Convert everything from the start of the records down to the line containing "point(26, 704)" into a JSON list of strings, one string per line and no entries for blank lines.

== == ==

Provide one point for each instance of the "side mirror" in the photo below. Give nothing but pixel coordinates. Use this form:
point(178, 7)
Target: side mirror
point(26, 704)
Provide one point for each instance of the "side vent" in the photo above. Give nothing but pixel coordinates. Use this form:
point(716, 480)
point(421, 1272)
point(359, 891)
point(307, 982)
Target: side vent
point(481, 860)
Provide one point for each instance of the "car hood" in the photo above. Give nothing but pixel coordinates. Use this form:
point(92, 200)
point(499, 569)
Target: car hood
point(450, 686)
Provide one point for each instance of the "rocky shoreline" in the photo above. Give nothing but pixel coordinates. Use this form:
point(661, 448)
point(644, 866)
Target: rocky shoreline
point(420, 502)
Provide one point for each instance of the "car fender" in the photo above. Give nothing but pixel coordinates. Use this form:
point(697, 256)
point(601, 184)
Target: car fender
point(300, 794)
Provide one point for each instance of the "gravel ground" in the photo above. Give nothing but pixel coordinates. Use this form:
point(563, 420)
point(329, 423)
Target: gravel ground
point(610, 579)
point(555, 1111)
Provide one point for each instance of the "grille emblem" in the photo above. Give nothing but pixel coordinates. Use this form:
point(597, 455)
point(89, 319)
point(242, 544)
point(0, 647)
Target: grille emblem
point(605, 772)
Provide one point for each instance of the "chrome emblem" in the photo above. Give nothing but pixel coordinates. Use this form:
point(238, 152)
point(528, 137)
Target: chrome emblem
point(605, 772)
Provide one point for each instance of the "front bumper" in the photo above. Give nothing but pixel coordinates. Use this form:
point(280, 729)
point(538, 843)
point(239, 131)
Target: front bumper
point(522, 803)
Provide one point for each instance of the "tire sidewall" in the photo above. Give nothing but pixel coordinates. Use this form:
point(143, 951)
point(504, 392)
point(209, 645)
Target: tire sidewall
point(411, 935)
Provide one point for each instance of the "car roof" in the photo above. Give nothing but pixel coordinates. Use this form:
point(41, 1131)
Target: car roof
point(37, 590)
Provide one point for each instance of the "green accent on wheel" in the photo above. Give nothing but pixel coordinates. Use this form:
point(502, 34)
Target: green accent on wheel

== == ==

**Solution for this exercise:**
[
  "Provide one point for each instance of the \"side mirror\" in the photo below. Give nothing but pixel coordinates. Use this form:",
  "point(178, 7)",
  "Target: side mirror",
  "point(26, 704)"
]